• Document segment:
-- Opening Marker --
Memetic Algorithm	Hybrid Algorithm
Agent	only if it actually is an agent, i.e.,
	if it is an entity that does something or makes some decision based of the local information it has; not if it is a real vector processed by the main loop of an algorithm…

For some terms such as genotype-phenotype mapping, population, and individual, I have no good "inspiration-free" replacements yet – I'd be happy about any input.

Clear Teaching

I admit using the bio-inspired terminology in my own teaching as well. One needs to make the connection to literature in one way or another and it just sounds cool for students. However, GAs are not the first subject in my course. It instead begins by introducing the components of metaheuristic optimization in a way that is formal and as "inspiration-free" as possible. And I use the above terms.

Clear Algorithm Descriptions in Research

While we can change our own wording and notations to make our own work clearer, we may also influence others to do so as well. There are two "access points" that come to mind: When advising research students (research master students, PhD students, … and when reviewing papers.

We can make clear that although inspiration may be drawn from whatever source, in the end, there must a formal algorithm, described in a clear and formal way. This entails discouraging the use (and in particular, the invention) of specialized vocabulary. Algorithms should be described short and precisely. There should be meaningful pseudo code.

Proper Benchmarking

As same as important as a clear description what an algorithm is doing is a clear assessment of its results and performance. This means:

Benchmark Problems

Benchmarking is done on well-known instances of well-known benchmarking problems. If a new algorithm is developed, results should be reported which are meaningful to a large share of the research community. For example, most researchers may either already know what the Traveling Salesman Problem is or can find that out quickly. They can google "Traveling Salesman Problem Benchmark" and will immediately find TSPLib, a benchmark dataset with known optimal results. If a new algorithm is applied to the TSPLib instances, it is extremely easy to get a quick impression on how good the results are and to find literature about the state-of-the-art or potentially related works. If the new algorithm is applied to a problem from, say, laser optics, it will be significantly harder to judge whether it is good or not.
-- Closing Marker --
• Source information:
-- Opening Marker --
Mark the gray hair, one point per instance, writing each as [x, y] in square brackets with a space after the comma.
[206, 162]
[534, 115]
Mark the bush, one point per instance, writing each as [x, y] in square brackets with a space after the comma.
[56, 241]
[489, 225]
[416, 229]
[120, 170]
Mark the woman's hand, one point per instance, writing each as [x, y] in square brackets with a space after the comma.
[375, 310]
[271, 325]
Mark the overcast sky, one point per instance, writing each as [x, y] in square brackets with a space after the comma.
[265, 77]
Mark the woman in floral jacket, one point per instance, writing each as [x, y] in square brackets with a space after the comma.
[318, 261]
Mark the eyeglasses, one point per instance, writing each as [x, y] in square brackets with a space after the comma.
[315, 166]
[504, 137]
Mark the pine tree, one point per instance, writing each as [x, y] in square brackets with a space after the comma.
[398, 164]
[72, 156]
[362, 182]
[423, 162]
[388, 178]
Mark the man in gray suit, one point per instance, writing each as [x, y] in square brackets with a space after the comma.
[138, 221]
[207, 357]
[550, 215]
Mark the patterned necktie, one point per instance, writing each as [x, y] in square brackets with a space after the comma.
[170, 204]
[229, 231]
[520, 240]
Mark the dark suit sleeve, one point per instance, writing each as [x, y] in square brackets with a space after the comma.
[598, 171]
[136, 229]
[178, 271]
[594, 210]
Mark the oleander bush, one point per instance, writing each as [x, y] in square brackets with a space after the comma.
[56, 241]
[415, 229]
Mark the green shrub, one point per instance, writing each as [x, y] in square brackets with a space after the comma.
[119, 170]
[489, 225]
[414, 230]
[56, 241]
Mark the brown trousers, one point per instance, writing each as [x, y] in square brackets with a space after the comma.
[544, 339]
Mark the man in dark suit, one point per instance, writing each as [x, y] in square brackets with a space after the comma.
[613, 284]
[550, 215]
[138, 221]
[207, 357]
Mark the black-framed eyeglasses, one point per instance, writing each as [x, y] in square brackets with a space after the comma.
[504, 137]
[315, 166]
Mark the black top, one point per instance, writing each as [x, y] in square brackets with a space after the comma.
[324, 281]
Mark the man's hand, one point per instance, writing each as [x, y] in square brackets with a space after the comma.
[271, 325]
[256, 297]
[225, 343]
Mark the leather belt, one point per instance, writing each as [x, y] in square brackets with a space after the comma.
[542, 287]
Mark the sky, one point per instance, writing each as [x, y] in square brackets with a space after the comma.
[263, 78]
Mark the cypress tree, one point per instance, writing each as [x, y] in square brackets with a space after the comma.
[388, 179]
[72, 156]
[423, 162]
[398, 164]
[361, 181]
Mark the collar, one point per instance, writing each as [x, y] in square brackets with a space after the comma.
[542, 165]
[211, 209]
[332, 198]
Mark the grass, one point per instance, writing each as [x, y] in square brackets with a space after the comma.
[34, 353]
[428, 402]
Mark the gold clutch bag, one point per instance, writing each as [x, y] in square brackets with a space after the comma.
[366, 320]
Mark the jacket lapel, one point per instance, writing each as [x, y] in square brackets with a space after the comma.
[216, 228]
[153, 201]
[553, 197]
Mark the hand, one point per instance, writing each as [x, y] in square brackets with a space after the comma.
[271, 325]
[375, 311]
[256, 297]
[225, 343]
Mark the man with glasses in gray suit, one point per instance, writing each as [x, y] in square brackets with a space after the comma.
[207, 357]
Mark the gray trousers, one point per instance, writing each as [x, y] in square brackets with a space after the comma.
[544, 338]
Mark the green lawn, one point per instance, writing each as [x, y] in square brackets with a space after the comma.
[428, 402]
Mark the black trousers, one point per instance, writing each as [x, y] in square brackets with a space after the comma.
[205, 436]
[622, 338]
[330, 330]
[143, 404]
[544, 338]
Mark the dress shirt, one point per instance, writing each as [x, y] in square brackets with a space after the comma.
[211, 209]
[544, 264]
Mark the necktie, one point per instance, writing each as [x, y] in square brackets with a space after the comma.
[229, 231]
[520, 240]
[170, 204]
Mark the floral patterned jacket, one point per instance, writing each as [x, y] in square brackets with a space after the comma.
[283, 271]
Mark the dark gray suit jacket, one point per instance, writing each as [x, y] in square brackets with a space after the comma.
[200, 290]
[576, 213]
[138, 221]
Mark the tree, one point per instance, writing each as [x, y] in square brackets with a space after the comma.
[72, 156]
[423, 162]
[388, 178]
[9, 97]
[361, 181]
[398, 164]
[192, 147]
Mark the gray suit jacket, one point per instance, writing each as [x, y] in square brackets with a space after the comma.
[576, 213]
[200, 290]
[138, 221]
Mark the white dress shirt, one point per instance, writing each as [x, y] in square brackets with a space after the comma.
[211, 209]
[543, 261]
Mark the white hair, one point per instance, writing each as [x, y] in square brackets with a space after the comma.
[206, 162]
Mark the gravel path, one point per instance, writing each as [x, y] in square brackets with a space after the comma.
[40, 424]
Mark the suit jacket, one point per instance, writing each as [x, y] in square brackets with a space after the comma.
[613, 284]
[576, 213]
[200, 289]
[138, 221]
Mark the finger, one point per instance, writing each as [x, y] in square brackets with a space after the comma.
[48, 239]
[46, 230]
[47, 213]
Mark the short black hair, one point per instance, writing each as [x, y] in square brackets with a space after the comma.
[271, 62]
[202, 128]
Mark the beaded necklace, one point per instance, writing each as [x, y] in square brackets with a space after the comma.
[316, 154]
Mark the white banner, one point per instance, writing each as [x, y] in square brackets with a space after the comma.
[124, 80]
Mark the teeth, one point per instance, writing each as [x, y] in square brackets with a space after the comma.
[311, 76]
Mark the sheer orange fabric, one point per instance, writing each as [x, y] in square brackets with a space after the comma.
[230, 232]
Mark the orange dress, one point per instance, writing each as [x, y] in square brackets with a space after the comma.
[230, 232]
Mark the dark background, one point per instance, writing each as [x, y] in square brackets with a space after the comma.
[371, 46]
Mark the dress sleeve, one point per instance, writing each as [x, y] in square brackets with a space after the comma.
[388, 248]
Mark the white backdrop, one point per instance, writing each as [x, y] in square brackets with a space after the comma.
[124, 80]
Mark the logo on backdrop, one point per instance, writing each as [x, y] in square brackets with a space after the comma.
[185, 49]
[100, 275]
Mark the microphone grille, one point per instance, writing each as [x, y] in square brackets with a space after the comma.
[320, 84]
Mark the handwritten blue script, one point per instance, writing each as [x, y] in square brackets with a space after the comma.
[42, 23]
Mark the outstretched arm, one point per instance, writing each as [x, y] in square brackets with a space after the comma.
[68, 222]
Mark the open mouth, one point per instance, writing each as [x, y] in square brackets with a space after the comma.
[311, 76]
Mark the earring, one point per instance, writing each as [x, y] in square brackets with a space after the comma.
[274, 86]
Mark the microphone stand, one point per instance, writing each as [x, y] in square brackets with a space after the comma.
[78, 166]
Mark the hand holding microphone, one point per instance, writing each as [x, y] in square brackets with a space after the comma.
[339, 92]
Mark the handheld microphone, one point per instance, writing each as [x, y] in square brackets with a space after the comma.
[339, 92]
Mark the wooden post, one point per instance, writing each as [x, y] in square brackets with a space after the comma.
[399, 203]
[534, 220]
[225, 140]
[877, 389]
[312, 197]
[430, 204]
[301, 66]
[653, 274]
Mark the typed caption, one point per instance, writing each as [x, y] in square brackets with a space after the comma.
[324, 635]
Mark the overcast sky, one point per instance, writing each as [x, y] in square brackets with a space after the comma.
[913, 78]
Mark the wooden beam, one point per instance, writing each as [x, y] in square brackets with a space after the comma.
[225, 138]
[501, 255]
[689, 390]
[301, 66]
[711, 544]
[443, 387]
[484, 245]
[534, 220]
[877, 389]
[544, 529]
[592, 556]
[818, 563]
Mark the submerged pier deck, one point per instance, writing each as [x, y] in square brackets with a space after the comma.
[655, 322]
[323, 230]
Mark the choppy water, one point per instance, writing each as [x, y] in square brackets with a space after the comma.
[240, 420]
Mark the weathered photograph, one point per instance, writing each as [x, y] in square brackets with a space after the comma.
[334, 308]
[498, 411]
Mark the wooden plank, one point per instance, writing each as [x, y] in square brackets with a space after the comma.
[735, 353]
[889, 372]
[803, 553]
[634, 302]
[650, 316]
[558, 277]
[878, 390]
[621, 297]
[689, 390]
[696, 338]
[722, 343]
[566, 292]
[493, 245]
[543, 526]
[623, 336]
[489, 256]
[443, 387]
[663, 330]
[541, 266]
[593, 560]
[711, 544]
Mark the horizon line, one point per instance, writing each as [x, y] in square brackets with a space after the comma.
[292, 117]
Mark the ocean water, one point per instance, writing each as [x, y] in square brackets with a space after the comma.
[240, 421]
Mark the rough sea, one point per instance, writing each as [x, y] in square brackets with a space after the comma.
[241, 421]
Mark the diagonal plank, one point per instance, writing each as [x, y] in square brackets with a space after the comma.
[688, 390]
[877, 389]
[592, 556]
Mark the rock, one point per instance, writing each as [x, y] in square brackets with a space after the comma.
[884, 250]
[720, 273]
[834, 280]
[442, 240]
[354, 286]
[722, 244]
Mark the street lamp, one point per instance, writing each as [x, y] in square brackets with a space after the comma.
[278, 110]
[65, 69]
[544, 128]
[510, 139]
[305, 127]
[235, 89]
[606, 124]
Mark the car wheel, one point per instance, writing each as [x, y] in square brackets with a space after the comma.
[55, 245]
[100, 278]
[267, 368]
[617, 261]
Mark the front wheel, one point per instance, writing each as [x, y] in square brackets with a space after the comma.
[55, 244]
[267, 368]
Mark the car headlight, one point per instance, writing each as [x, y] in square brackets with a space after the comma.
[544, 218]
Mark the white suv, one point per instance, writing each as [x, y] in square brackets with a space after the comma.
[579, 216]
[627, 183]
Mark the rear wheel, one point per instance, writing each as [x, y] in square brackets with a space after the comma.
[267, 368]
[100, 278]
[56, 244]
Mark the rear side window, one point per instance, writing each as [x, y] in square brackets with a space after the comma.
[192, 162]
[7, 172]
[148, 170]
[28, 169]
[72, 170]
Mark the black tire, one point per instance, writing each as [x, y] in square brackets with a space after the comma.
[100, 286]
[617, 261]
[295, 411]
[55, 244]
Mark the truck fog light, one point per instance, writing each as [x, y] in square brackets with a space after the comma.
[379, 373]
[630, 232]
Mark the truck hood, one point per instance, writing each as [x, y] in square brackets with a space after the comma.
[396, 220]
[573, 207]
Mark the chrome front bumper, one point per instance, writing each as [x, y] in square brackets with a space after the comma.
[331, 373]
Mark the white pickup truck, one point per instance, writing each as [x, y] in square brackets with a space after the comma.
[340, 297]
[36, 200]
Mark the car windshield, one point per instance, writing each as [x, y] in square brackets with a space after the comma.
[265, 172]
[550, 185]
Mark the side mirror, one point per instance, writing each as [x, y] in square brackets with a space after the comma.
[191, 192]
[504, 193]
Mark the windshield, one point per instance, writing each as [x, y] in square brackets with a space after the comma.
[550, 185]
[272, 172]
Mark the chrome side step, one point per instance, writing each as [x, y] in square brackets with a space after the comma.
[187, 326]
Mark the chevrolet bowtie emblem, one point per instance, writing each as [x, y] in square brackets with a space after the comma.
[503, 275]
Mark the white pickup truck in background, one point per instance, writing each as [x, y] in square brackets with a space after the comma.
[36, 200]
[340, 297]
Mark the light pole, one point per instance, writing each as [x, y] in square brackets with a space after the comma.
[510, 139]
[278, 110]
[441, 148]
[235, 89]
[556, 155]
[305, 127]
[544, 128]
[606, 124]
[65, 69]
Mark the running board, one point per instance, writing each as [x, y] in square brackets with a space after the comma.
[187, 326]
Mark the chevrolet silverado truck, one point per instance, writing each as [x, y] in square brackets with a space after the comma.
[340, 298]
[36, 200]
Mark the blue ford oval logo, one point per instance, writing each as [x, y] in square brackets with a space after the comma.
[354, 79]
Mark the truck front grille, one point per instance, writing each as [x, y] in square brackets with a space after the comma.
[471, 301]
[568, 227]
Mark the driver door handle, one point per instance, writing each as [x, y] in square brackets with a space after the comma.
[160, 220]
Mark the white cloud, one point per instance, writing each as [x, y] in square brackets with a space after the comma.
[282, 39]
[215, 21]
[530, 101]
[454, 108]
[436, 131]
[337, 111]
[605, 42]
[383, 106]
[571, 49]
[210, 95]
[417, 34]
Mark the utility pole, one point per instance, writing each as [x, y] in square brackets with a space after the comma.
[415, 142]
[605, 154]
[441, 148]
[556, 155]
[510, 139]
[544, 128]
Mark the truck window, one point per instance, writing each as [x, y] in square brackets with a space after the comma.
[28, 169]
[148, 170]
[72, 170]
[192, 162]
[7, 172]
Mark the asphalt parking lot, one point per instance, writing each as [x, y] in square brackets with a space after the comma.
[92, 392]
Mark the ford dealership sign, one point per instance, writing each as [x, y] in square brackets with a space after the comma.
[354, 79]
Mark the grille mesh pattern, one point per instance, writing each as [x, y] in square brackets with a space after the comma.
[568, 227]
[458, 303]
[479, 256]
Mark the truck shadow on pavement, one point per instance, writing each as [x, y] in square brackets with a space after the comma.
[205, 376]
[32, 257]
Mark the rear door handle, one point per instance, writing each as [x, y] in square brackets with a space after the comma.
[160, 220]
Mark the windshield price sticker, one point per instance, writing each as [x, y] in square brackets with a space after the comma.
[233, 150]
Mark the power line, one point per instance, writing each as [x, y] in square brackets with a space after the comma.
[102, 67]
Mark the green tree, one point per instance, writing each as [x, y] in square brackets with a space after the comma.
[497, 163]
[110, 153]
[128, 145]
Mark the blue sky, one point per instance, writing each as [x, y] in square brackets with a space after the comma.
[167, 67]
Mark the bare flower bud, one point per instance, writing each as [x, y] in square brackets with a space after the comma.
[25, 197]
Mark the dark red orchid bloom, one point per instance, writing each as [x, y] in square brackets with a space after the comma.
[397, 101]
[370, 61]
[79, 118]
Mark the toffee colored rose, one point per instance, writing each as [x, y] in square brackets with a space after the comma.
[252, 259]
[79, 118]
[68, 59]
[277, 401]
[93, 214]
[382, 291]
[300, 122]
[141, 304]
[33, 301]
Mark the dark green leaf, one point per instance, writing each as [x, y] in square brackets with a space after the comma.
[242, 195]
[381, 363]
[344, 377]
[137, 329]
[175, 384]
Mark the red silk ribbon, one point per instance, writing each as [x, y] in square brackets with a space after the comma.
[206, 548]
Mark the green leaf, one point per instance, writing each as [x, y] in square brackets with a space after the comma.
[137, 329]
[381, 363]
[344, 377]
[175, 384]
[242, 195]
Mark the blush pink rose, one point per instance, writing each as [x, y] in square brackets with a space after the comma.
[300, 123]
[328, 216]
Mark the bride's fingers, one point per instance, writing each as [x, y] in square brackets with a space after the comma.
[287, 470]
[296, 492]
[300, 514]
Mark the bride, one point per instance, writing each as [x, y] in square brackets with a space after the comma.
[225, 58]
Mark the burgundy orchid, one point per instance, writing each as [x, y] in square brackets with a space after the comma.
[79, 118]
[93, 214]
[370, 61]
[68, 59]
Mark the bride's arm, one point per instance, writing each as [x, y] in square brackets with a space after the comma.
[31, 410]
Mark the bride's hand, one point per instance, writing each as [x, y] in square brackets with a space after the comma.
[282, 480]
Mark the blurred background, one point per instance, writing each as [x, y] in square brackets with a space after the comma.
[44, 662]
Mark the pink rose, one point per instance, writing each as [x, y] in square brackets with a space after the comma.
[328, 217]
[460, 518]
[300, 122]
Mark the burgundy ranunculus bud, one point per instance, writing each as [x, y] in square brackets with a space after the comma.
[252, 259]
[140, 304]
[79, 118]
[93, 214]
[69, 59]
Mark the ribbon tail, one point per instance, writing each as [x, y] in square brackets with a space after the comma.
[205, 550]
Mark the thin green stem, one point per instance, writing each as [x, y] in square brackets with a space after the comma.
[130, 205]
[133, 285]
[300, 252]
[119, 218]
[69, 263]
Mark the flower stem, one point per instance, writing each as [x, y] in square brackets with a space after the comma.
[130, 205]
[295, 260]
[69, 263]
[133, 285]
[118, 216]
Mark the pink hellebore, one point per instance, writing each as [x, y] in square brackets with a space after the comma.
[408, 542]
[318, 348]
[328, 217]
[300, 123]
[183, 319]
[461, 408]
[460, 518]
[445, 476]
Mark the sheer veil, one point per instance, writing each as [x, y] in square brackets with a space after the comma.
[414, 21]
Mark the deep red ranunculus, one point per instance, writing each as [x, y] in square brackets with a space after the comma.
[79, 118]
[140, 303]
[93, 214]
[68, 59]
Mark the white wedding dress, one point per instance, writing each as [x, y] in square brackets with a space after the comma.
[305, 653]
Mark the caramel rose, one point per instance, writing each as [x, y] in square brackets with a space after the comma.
-- Closing Marker --
• What to work on:
a – Answer these questions from the text on metaheuristic optimization, marking each answer (i), (ii), (iii) on its own line:
(i) Which terms does the author say still have no good "inspiration-free" replacements?
(ii) What two "access points" for influencing how others describe algorithms does the text name?
(iii) What benchmark dataset with known optimal results does the text name for the Traveling Salesman Problem?
b – Please carry on the text on metaheuristic optimization from the point where it stops, after its sentence about a problem from laser optics.

• Answers for the exercise:
a –
(i) Genotype-phenotype mapping, population, and individual.
(ii) Advising research students and reviewing papers.
(iii) TSPLib.

b –
Fair Comparison

Good research requires fair comparisons with the best methods out there. If a new algorithm is compared with a GA, then the GA should use the same search operators and be hybridized with the same local search (if any). It should also be granted the same amount of objective function evaluations (FEs) and and runtime: If the new algorithms can do many FEs in the same real time interval, the GA should receive the same amount of FEs, if the new algorithm needs more runtime per FE, the GA should receive the same amount of runtime (i.e., more FEs). If the new algorithm is population-based, the GA should be tested both with the same population settings and with the best setup found for the EA. If the setup of the new algorithm has been determined with a smaller preliminary experiment testing several configurations, then a similar experiment should also be carried out for the GA to find its best setup as well. A new algorithm for the TSP representing solutions as permutations should not be compared with a GA using an unsuitable representation (say bit strings) for its solutions (and hence different search operators), because it would be entirely unfair.

Negative Results

Of course, for most such well-known problems like the TSP, one will not be able to beat the state-of-the-art which was developed during years of research. I believe, however, that even negative results are valuable too, if they were obtained with thorough experimentation with interesting new concepts. Finding out why an algorithm did not work as well as expected can also be useful. It may help to develop better methods. If someone comes up with a similar idea, the knowledge that it already has been investigated and that it failed may save time and effort. Accepting reasonably interesting negative results at conferences also creates more incentive for thorough experimentation.